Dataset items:
···

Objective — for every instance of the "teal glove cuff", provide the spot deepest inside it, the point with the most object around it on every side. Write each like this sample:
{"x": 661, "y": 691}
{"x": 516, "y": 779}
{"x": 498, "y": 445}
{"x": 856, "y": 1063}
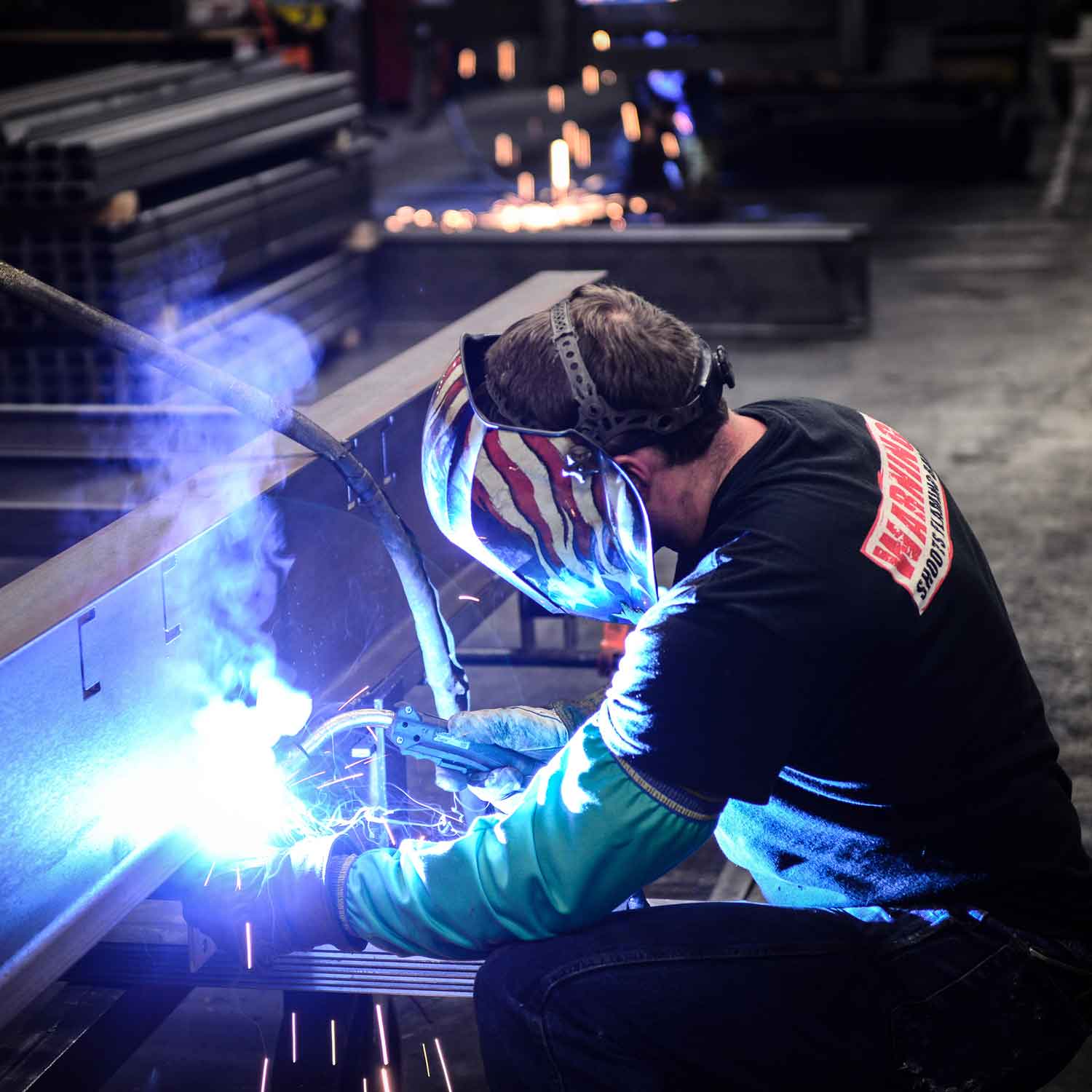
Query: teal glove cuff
{"x": 585, "y": 836}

···

Copy out every line of the items above word for word, leaving the pictures out.

- ANSWER FOR THIS EXERCISE -
Objective — for every instance of the "teal glove cuff", provide the spot deepest inside it, the point with the most object around it on every side. Write each like this sample:
{"x": 661, "y": 691}
{"x": 516, "y": 779}
{"x": 498, "y": 445}
{"x": 856, "y": 1063}
Query: teal glove cuff
{"x": 585, "y": 836}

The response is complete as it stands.